#### Exercise instructions:
Write out the full listing below, reproducing every line without any change.

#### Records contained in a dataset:
—————

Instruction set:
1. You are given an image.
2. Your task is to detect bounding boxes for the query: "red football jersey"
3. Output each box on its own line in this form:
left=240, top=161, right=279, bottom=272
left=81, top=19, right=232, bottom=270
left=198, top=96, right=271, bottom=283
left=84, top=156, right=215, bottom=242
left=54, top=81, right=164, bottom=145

—————

#### Response:
Instruction set:
1. You are given an image.
2. Your task is to detect bounding boxes for the query: "red football jersey"
3. Output each box on its own line in this form:
left=240, top=161, right=279, bottom=272
left=81, top=19, right=232, bottom=270
left=198, top=96, right=271, bottom=283
left=84, top=156, right=215, bottom=242
left=54, top=81, right=164, bottom=145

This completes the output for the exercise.